-- Data to process follows --

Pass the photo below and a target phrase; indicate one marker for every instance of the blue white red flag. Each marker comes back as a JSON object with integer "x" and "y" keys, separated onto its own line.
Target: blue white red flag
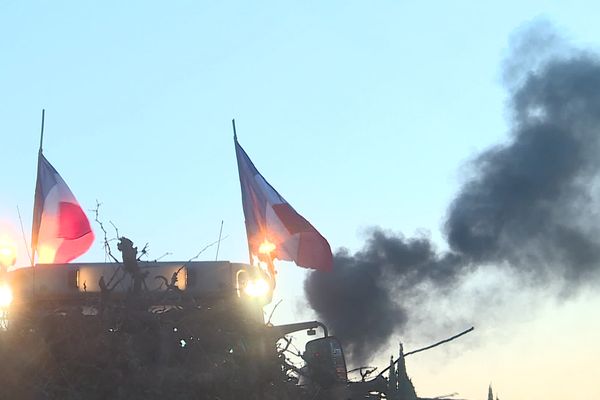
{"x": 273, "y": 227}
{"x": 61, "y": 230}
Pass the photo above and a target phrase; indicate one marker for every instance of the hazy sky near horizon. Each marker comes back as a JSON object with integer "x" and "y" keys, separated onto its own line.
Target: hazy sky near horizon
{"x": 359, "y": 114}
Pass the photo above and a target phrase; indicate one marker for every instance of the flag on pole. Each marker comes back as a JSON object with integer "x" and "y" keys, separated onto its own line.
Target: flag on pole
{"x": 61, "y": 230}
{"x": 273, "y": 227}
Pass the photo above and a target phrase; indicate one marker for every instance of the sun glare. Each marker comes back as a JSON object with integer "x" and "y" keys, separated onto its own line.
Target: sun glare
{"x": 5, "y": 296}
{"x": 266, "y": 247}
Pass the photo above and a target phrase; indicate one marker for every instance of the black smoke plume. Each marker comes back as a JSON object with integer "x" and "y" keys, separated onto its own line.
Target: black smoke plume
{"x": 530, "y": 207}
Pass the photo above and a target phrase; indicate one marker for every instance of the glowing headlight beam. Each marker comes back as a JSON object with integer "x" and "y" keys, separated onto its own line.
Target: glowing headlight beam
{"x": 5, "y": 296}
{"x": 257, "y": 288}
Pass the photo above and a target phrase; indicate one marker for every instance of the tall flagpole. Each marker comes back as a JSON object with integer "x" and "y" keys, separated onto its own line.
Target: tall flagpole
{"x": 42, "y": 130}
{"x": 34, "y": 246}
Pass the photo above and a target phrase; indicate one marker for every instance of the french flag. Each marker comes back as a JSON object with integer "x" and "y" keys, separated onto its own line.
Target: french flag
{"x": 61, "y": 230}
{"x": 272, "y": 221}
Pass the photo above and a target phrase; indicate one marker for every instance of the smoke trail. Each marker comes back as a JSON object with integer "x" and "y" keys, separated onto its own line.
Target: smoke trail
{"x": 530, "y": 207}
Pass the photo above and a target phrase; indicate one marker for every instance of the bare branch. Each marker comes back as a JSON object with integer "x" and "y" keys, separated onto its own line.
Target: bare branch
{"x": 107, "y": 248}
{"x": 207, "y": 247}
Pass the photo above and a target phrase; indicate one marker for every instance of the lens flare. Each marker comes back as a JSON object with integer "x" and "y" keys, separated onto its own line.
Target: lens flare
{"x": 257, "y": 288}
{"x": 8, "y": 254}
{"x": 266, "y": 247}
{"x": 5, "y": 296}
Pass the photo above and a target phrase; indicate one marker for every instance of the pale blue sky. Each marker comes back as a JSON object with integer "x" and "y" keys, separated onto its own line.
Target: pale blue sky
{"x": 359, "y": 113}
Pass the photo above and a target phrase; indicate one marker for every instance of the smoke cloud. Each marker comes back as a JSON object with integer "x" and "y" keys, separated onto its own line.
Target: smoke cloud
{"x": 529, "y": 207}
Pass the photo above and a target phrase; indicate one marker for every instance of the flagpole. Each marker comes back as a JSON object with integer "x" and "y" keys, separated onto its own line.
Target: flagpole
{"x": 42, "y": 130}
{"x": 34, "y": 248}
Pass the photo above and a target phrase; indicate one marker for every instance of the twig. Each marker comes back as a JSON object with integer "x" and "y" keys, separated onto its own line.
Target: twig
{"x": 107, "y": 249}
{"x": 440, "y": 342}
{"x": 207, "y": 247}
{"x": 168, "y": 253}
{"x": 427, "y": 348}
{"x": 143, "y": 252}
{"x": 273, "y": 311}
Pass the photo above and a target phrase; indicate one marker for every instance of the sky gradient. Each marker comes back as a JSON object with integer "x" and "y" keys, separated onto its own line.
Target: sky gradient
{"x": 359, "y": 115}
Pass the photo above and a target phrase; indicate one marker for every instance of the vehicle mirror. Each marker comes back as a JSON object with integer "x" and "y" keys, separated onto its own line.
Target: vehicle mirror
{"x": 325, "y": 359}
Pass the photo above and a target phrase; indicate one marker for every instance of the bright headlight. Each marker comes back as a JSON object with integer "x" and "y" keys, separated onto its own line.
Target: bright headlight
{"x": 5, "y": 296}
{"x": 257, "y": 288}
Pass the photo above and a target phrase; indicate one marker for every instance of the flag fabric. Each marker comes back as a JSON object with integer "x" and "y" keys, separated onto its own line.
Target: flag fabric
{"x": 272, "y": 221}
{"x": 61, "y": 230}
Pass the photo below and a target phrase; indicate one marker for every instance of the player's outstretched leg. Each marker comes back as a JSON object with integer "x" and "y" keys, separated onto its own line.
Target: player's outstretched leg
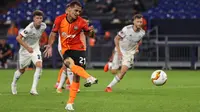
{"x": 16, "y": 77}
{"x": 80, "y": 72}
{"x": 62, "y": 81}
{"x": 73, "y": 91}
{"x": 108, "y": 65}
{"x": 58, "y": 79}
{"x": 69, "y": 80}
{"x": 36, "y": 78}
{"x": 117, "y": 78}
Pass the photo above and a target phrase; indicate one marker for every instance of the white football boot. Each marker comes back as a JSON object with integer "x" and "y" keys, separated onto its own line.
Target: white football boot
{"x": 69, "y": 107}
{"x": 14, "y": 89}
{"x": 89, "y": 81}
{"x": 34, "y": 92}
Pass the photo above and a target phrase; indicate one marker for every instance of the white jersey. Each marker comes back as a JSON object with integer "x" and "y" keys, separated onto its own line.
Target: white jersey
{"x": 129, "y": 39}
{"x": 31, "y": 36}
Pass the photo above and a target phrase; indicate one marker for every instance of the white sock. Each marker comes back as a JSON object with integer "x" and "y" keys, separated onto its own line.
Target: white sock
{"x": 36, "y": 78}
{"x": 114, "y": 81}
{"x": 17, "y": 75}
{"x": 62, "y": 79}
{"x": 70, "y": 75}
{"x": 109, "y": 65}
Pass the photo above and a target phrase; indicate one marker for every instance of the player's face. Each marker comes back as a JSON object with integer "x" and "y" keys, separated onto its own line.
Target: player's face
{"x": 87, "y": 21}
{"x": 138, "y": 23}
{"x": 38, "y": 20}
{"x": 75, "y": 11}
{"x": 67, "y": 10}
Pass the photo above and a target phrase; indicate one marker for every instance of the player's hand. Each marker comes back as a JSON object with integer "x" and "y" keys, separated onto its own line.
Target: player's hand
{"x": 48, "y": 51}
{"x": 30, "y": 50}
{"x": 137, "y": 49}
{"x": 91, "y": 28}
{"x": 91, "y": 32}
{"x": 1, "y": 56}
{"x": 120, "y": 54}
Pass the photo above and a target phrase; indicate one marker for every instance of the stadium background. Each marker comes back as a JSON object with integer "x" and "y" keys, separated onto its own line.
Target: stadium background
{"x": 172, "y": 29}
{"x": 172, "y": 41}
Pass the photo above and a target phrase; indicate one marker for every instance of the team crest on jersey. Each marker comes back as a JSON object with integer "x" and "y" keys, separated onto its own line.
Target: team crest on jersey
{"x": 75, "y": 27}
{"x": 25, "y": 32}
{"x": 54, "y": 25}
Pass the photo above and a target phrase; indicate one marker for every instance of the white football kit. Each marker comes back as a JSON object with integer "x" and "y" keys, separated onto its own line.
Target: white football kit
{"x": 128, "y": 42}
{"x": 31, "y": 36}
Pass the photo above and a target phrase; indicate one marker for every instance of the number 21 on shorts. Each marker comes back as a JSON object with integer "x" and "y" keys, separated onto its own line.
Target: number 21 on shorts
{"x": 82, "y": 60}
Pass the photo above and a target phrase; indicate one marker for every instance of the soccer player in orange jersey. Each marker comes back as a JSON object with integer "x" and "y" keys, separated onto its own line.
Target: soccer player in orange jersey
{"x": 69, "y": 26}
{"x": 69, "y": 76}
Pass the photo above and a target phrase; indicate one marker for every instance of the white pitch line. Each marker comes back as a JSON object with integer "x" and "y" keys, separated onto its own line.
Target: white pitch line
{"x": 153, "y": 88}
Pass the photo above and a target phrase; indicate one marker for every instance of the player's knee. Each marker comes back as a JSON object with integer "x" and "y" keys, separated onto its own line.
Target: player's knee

-- Data to process concluded --

The answer must consist of every line from the entries above that contains the string "knee".

Pass the photo above and a target phrase; indicate one marker for every instance of the player's knee. Each marker comes back as a JSON object with integer "x" and "y" keys, separated onto its own line.
Target: player's knee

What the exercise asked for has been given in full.